_EXERCISE PROMPT_: Only the pictures are to be left out, and the rest of the entries should be reproduced exactly.

##### DATA SUPPLIED

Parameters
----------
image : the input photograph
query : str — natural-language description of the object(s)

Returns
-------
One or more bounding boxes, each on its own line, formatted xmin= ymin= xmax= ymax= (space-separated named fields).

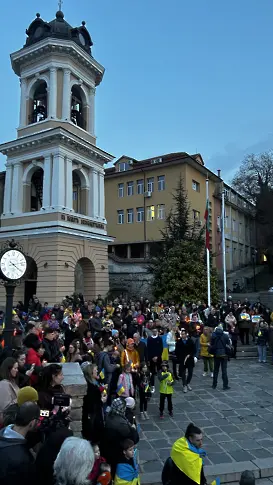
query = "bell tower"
xmin=0 ymin=9 xmax=114 ymax=305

##########

_TASK OUTPUT_:
Parameters
----------
image : the input photograph
query : str — natural-language description of the object(s)

Returns
-------
One or more bounding boxes, each on its own line, formatted xmin= ymin= xmax= ymax= (space-separated named fields).

query = "bell tower"
xmin=0 ymin=9 xmax=114 ymax=305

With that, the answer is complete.